### Reading text
Orlando Bloom used to be just another Nineties London clubber, hanging out at Billion Dollar Babes and working in Boxfresh. Now he's slipping in and out of blockbuster film roles, flying private jets with Johnny Depp and loving every minute of it. How did it happen?

Cruising at 400mph, 38,000 feet above the Atlantic and that's Orlando Bloom over there, totally pissed, gurgling and mumbling something to Johnny Depp about getting butt-slapped by the blade of a rapier. With every bottle of red wine sunk, and then added to the already cluttered cabin floor, the pair's Colgate-white teeth become gradually blacker. LA is just a dot in the distance. Boy, this is the only way to fly isn't it? Marlborough Light for you Johnny? Coffee laced with Baileys for afters, Orlando? Thanks very much, they'll take the bottle...

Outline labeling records
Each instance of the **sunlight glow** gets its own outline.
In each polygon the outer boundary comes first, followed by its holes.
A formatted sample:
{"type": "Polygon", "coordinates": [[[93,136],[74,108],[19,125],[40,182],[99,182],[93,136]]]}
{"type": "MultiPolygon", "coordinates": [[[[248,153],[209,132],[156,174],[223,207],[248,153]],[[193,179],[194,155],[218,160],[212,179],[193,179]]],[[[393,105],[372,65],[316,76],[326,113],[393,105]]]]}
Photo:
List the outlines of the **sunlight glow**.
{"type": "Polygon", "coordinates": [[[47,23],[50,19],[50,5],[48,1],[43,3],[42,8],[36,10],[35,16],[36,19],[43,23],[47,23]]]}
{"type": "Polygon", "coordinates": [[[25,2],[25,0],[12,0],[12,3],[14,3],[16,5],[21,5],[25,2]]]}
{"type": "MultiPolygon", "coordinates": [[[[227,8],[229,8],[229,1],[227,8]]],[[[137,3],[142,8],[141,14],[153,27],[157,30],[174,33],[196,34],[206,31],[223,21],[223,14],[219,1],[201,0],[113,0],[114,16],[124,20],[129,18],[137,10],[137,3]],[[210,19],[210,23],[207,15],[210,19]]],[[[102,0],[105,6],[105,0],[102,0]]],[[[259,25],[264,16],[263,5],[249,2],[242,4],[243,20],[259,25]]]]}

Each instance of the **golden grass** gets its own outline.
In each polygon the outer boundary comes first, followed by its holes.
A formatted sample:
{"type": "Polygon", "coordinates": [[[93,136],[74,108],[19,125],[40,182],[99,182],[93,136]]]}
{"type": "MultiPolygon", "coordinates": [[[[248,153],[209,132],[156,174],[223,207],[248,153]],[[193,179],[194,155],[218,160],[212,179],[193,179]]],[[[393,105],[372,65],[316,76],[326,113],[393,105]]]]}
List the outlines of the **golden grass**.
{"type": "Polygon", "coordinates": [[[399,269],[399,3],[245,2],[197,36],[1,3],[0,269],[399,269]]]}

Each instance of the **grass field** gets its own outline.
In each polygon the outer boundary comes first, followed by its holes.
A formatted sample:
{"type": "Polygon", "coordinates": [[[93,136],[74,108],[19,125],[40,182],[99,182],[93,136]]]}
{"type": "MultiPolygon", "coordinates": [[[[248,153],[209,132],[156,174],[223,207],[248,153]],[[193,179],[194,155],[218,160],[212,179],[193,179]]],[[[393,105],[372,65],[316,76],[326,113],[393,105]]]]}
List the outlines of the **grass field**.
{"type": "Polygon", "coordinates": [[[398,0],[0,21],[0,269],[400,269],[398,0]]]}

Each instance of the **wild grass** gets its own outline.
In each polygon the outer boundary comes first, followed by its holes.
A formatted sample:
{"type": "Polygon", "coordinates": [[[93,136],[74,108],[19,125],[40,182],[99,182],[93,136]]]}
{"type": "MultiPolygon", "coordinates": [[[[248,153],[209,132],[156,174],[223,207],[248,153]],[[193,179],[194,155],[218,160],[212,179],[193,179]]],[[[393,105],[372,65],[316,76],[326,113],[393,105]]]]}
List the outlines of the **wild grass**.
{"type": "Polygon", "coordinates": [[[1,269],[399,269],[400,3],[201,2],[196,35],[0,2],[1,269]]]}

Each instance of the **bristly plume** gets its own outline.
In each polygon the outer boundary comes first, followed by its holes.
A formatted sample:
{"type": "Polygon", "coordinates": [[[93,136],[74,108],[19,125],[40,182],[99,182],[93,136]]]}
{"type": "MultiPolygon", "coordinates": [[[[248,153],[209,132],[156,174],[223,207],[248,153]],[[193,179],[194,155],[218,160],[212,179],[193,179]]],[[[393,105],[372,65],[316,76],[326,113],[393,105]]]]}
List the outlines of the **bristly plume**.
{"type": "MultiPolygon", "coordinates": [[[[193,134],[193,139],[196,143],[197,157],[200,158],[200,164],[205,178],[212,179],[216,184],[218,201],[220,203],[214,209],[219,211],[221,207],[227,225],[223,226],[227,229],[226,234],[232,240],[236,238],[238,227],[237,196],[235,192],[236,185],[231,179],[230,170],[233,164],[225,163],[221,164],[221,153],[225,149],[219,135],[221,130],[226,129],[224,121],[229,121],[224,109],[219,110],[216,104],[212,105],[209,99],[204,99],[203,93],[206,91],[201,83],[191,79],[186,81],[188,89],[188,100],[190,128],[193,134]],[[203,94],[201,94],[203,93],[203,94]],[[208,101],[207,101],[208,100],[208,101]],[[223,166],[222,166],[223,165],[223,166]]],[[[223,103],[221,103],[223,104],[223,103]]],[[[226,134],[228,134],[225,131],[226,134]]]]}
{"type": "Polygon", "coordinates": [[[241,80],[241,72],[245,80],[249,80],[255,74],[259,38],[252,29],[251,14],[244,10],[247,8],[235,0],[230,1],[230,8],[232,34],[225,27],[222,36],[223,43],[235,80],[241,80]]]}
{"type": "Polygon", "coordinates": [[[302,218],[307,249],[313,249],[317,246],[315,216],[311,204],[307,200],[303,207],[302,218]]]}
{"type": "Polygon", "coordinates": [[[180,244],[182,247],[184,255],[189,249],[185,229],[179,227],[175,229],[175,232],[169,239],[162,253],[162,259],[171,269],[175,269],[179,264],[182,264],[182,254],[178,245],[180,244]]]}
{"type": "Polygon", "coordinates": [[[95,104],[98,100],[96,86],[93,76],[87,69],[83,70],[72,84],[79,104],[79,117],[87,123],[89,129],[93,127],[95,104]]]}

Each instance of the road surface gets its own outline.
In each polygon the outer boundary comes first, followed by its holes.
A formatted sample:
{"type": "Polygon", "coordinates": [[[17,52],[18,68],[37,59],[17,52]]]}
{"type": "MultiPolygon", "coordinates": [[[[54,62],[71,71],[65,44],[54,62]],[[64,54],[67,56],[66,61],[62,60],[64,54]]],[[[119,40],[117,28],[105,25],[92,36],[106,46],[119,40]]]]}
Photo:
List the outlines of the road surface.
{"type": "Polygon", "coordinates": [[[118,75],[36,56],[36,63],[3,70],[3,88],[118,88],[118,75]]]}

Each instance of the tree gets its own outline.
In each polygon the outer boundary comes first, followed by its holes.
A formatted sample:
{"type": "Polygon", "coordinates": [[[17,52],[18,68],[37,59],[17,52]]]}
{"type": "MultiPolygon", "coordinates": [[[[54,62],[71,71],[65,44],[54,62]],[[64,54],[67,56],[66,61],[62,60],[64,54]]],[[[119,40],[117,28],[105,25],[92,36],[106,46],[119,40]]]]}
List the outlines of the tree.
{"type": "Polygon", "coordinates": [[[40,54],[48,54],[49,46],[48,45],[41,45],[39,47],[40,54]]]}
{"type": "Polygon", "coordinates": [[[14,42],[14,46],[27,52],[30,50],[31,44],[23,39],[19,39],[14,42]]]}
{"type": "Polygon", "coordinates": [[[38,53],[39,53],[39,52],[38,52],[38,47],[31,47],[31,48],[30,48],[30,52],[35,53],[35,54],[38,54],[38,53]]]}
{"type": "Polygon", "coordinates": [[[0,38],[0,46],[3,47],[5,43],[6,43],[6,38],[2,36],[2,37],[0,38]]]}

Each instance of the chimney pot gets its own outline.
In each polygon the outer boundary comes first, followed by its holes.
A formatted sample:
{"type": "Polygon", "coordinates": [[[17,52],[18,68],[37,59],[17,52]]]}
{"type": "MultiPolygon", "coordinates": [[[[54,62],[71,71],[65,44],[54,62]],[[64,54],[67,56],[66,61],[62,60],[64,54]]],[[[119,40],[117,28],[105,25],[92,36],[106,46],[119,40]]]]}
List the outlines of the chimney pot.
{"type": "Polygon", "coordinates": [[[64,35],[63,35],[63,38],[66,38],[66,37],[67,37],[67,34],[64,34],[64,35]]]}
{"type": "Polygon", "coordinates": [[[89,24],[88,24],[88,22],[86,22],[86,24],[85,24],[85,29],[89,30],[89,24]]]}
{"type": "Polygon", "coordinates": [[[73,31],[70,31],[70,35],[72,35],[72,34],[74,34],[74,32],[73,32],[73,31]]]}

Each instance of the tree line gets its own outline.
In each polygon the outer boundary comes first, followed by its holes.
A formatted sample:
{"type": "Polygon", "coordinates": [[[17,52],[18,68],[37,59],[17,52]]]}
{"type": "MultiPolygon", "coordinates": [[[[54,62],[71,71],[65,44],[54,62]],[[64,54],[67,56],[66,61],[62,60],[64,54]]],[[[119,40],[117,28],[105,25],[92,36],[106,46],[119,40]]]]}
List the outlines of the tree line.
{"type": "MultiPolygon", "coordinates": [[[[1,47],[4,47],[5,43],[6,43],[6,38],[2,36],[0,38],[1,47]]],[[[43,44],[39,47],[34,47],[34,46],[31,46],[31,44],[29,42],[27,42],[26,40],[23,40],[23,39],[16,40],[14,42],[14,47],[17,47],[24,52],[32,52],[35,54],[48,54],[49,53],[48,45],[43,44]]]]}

### Stated goal A
Name each geographic place mentioned in the Orlando Bloom text.
### Stated goal B
From the Orlando Bloom text, repeat everything from "Orlando Bloom used" down to "take the bottle...".

### Final result A
London, the Atlantic, LA

### Final result B
Orlando Bloom used to be just another Nineties London clubber, hanging out at Billion Dollar Babes and working in Boxfresh. Now he's slipping in and out of blockbuster film roles, flying private jets with Johnny Depp and loving every minute of it. How did it happen?

Cruising at 400mph, 38,000 feet above the Atlantic and that's Orlando Bloom over there, totally pissed, gurgling and mumbling something to Johnny Depp about getting butt-slapped by the blade of a rapier. With every bottle of red wine sunk, and then added to the already cluttered cabin floor, the pair's Colgate-white teeth become gradually blacker. LA is just a dot in the distance. Boy, this is the only way to fly isn't it? Marlborough Light for you Johnny? Coffee laced with Baileys for afters, Orlando? Thanks very much, they'll take the bottle...